EXERCISE MATERIAL -

□ □ □ □ □ □ □

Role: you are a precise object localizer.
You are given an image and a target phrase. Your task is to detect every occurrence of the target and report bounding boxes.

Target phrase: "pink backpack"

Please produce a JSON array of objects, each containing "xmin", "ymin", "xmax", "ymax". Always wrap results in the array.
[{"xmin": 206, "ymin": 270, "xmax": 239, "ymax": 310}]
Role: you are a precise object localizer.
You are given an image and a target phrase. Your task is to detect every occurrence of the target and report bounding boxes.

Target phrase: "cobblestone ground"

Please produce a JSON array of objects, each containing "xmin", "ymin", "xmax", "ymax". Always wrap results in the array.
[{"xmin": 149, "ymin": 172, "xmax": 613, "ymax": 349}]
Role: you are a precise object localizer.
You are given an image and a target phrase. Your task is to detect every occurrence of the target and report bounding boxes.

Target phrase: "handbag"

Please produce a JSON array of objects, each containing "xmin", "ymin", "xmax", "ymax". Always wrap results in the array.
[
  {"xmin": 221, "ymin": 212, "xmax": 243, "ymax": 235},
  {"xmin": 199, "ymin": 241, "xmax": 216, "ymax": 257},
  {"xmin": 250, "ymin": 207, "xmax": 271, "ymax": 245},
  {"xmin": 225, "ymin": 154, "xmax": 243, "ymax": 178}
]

□ □ □ □ □ □ □

GOAL OF THE EXERCISE - A word-for-word transcription of the data above is required.

SOLUTION TO THIS PROBLEM -
Role: you are a precise object localizer.
You are given an image and a target phrase. Your task is to detect every occurrence of the target and report bounding boxes.

Target phrase: "pink backpack"

Please produce a JSON array of objects, each containing "xmin", "ymin", "xmax", "ymax". Always wrap results in the array.
[{"xmin": 206, "ymin": 270, "xmax": 239, "ymax": 310}]
Role: you are a precise object localizer.
You are given an image and a target phrase. Your task is to detect every occurrence of the target and report bounding boxes.

Target phrase: "cobblestone ground"

Please produce a JSON array of objects, each containing "xmin", "ymin", "xmax", "ymax". Always wrap results in the array.
[{"xmin": 149, "ymin": 172, "xmax": 613, "ymax": 349}]
Role: you are a precise object localizer.
You are given an image and a target phrase. Your task is to detect every occurrence of the target and report bounding boxes.

Target phrase: "handbag"

Please produce a JSON array of objects, each containing "xmin", "ymin", "xmax", "ymax". Always wrap results in the array.
[
  {"xmin": 221, "ymin": 212, "xmax": 243, "ymax": 235},
  {"xmin": 199, "ymin": 241, "xmax": 216, "ymax": 257},
  {"xmin": 250, "ymin": 207, "xmax": 271, "ymax": 245},
  {"xmin": 225, "ymin": 154, "xmax": 243, "ymax": 178}
]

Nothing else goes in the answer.